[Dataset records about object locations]

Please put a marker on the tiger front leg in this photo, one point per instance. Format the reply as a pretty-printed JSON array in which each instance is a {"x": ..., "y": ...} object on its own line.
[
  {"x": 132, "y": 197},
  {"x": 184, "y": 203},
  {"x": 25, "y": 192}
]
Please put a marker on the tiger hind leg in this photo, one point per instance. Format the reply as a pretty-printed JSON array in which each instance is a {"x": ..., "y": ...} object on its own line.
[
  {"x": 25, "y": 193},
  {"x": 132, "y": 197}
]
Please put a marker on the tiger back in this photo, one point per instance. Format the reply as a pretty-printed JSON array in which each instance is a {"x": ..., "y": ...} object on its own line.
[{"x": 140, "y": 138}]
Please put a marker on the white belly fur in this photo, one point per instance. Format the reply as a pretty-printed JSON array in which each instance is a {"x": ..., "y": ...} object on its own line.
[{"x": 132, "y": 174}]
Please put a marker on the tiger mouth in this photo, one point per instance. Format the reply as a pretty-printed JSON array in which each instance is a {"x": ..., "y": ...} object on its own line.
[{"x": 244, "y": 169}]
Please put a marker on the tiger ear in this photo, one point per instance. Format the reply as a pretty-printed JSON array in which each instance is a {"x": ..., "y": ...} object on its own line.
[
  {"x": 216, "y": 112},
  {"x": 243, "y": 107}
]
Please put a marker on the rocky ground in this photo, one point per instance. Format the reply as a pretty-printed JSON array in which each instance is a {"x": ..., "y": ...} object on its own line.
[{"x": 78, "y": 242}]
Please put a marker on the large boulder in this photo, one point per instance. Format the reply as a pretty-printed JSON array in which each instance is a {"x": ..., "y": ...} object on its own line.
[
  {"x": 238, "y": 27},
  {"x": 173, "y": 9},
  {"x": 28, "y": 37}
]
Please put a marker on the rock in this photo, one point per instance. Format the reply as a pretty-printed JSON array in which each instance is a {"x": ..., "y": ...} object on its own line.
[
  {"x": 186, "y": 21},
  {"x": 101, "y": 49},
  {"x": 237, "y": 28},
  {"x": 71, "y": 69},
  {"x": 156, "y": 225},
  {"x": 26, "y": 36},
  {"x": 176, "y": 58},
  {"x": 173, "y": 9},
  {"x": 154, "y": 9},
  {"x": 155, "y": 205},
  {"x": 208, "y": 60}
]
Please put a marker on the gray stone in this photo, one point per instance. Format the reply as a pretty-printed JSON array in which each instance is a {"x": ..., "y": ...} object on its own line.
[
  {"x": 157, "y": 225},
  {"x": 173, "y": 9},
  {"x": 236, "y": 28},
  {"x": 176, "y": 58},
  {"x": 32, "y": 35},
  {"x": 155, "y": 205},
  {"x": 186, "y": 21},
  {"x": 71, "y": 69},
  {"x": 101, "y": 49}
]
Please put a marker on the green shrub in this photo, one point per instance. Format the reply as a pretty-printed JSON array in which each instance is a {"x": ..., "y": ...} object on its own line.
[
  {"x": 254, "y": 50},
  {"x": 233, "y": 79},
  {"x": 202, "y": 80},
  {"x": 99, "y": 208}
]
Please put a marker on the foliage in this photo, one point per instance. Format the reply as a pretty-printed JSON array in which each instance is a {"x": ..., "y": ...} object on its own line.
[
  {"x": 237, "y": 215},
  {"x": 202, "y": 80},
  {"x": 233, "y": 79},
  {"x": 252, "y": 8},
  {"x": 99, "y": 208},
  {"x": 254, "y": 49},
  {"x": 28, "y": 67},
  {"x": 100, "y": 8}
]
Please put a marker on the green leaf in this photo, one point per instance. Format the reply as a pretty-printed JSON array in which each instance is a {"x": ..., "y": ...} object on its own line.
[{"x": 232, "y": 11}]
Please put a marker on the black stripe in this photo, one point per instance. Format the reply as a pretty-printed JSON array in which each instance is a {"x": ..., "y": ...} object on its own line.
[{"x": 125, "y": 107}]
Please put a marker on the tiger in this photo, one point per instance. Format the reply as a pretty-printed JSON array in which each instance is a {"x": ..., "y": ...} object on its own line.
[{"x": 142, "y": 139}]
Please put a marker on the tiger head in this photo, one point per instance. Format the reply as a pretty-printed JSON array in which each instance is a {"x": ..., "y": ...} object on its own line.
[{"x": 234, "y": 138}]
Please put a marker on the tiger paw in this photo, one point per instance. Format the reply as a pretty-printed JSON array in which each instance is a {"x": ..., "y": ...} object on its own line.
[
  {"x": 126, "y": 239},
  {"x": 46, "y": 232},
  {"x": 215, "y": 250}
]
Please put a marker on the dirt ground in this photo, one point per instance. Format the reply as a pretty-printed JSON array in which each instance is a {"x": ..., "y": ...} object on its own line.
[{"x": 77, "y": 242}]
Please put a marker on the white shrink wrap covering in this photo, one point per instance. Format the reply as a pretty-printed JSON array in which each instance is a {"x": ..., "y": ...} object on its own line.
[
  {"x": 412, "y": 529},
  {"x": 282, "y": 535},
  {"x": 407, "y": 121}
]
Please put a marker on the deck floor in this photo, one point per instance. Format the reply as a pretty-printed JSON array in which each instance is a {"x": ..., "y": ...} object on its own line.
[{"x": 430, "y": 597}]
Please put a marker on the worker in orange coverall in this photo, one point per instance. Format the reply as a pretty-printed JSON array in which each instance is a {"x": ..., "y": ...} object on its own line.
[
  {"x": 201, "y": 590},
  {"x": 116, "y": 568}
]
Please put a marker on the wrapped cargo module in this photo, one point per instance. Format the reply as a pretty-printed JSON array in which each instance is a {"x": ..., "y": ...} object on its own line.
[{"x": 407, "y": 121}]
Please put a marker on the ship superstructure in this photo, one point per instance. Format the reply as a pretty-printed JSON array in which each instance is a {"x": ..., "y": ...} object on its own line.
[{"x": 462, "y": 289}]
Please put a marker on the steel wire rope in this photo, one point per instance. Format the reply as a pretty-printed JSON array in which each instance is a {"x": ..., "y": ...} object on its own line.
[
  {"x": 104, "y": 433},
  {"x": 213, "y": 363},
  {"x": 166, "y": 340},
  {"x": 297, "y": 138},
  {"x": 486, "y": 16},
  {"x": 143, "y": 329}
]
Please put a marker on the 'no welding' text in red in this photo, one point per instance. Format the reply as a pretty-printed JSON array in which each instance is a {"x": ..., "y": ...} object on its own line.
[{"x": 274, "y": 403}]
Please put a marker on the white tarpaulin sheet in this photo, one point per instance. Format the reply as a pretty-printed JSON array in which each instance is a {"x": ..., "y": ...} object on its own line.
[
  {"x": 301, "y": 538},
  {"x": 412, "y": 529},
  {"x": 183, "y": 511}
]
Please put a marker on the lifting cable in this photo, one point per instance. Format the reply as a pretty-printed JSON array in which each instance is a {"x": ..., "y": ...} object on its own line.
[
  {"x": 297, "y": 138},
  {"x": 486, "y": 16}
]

> The exercise: Give back the whole listing, word for word.

> Exercise result:
Please put a marker on the tiger front leg in this photo, one point per instance. Format the reply as a pretty-printed JSON array in which each instance is a {"x": ..., "y": ...} object on its own line.
[
  {"x": 132, "y": 197},
  {"x": 184, "y": 203},
  {"x": 25, "y": 192}
]
Please put a marker on the tiger hind leg in this photo, one point per instance. Format the reply as a pretty-printed JSON array in which each instance is a {"x": ..., "y": ...} object on its own line.
[
  {"x": 25, "y": 193},
  {"x": 132, "y": 197}
]
Please put a marker on the tiger back in this photo, one point per instance. Format the reply as a pretty-printed JSON array in which each instance is a {"x": ..., "y": ...} object on its own line.
[{"x": 140, "y": 138}]
Please put a marker on the white belly fur in this photo, one point per instance. Format the reply as a pretty-printed JSON array in which each instance is a {"x": ..., "y": ...} object on its own line.
[{"x": 132, "y": 174}]
Please put a marker on the tiger mouth in this photo, one point per instance. Format the reply as a pretty-printed JSON array in which each instance is a {"x": ..., "y": ...} object on its own line.
[{"x": 244, "y": 169}]
Please put a marker on the tiger ear in this photo, one point per instance. Format the reply as a pretty-printed JSON array in which each instance is a {"x": ..., "y": ...} object on its own line.
[
  {"x": 216, "y": 112},
  {"x": 243, "y": 107}
]
Please put a marker on the rocky ground in this photo, one point per instance. Format the reply as a pretty-printed JSON array in which each instance is a {"x": ..., "y": ...} object on its own line.
[{"x": 78, "y": 242}]
Please put a marker on the large boulder in this photo, one point per instance. Format the reply as a pretty-printed JSON array in which each instance is a {"x": ..., "y": ...} object on its own line.
[
  {"x": 238, "y": 27},
  {"x": 173, "y": 9},
  {"x": 28, "y": 37}
]
Please put a marker on the rock in this photo, one point per instance. Format the reply as a pretty-printed JSON array in which each instance is a {"x": ..., "y": ...} object on its own line.
[
  {"x": 186, "y": 21},
  {"x": 101, "y": 49},
  {"x": 237, "y": 28},
  {"x": 71, "y": 69},
  {"x": 156, "y": 225},
  {"x": 26, "y": 36},
  {"x": 176, "y": 58},
  {"x": 173, "y": 9},
  {"x": 154, "y": 9},
  {"x": 155, "y": 205},
  {"x": 208, "y": 60}
]
Please put a marker on the gray stone in this photo, one point per instance. Format the reply as a pretty-printed JSON array in which each instance is a {"x": ..., "y": ...} object on its own line.
[
  {"x": 157, "y": 225},
  {"x": 173, "y": 9},
  {"x": 236, "y": 28},
  {"x": 176, "y": 58},
  {"x": 32, "y": 35},
  {"x": 155, "y": 205},
  {"x": 186, "y": 21},
  {"x": 71, "y": 69},
  {"x": 101, "y": 49}
]
Please put a marker on the green shrub in this photo, one point per instance. Format the reply as a pretty-printed JSON array in which each instance is a {"x": ..., "y": ...} object on its own line.
[
  {"x": 254, "y": 50},
  {"x": 233, "y": 79},
  {"x": 202, "y": 80},
  {"x": 99, "y": 208}
]
Please put a marker on the foliage in this photo, one point per instance. Format the reply as a pretty-printed JSON array in which each instance is a {"x": ..., "y": ...} object on its own line.
[
  {"x": 237, "y": 215},
  {"x": 202, "y": 80},
  {"x": 233, "y": 79},
  {"x": 252, "y": 8},
  {"x": 99, "y": 208},
  {"x": 254, "y": 49},
  {"x": 28, "y": 67},
  {"x": 100, "y": 8}
]
Please put a marker on the green leaf in this photo, one point per instance. Format the reply as a pretty-printed JSON array in which each instance is a {"x": ..., "y": ...} object on its own line.
[{"x": 232, "y": 11}]
Please put a marker on the black stripe in this photo, one point per instance. Format the reply as a pretty-printed JSON array in which each instance is a {"x": ..., "y": ...} object on its own line.
[{"x": 125, "y": 107}]
Please put a marker on the tiger in this photo, one point per instance. Format the reply as a pretty-printed JSON array in which each instance is a {"x": ..., "y": ...} object on its own line.
[{"x": 142, "y": 139}]
Please put a marker on the tiger head in this photo, one point per instance. Format the reply as a pretty-printed JSON array in which each instance is a {"x": ..., "y": ...} object on its own line.
[{"x": 234, "y": 138}]
Please put a marker on the tiger paw in this photo, one point per instance. Format the reply as a pretty-printed JSON array in which each instance is a {"x": ..., "y": ...} object on its own line.
[
  {"x": 126, "y": 239},
  {"x": 46, "y": 232},
  {"x": 215, "y": 250}
]
Please put a marker on the dirt ground in this photo, one point per instance. Format the reply as a pretty-printed JSON array in which each instance is a {"x": ..., "y": ...} object on its own line.
[{"x": 77, "y": 242}]
Please put a marker on the white shrink wrap covering in this photo, one point per instance. Format the reply as a pretty-printed JSON array in which each instance is a {"x": ..., "y": ...} object on its own line.
[
  {"x": 412, "y": 529},
  {"x": 282, "y": 535},
  {"x": 407, "y": 121}
]
Please put a marker on the deck floor in this photo, one point per instance. Format the reply as a pretty-printed JSON array in which each instance is a {"x": ..., "y": ...} object on its own line.
[{"x": 430, "y": 597}]
Please put a marker on the worker in orange coverall in this photo, one point per instance. Format the reply as a pretty-printed JSON array in which each instance is a {"x": ..., "y": ...} object on its own line.
[
  {"x": 201, "y": 590},
  {"x": 116, "y": 568}
]
Please put a marker on the wrapped cargo module in this photo, one point per instance. Format the reply as a pretty-printed JSON array in which each instance is a {"x": ..., "y": ...} object on its own line.
[{"x": 407, "y": 121}]
Please put a marker on the ship superstructure in this photo, one point per instance. Format the reply as a pretty-printed JSON array in which each instance is a {"x": ..., "y": ...} object on its own line.
[{"x": 462, "y": 289}]
Please put a marker on the steel wire rope in this photo, one point per instance. Format the reply as a pretty-printed JSON array in which each instance is a {"x": ..., "y": ...} object on its own line.
[
  {"x": 104, "y": 433},
  {"x": 213, "y": 363},
  {"x": 166, "y": 340},
  {"x": 297, "y": 138},
  {"x": 486, "y": 16},
  {"x": 143, "y": 329}
]
Please put a marker on the 'no welding' text in red in this photo, one point per instance. Format the reply as a pretty-printed JSON array in which each instance is a {"x": ..., "y": ...} object on its own line.
[{"x": 274, "y": 403}]
Please put a marker on the white tarpaulin sheet in this photo, one point per instance. Format the reply as a pretty-printed JSON array in which each instance is a {"x": ..., "y": ...} object on its own line.
[
  {"x": 301, "y": 538},
  {"x": 412, "y": 529},
  {"x": 183, "y": 511}
]
Please put a marker on the lifting cable in this photo, one point per instance. Format the reply as a pretty-printed JSON array in which each instance is a {"x": ..., "y": ...} object on its own line.
[
  {"x": 297, "y": 138},
  {"x": 486, "y": 16}
]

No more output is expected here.